◆ **Problem description**
For each line of the data below that includes the string "path", count one, and answer with the sum only.

= Beginning of Section =

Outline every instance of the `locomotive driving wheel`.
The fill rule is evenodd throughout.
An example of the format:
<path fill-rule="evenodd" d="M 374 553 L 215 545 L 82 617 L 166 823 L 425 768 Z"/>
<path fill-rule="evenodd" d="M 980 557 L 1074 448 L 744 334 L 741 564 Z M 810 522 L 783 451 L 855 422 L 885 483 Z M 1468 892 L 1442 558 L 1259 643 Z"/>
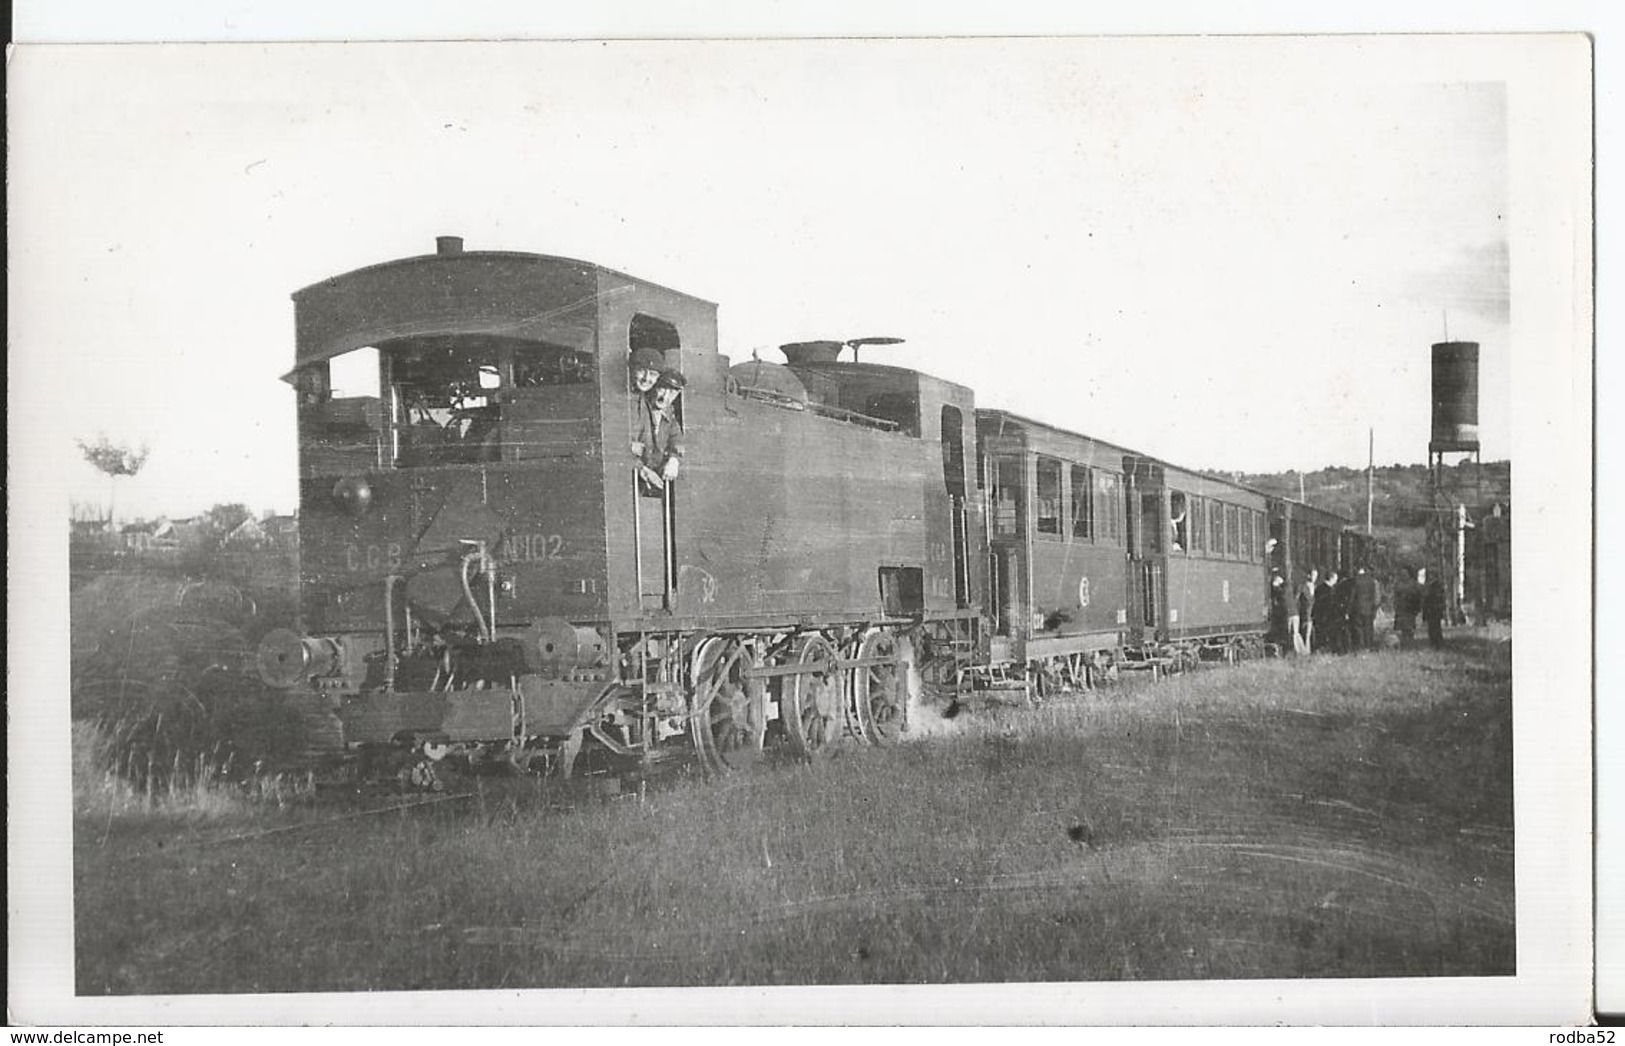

= End of Section =

◆ **Task solution**
2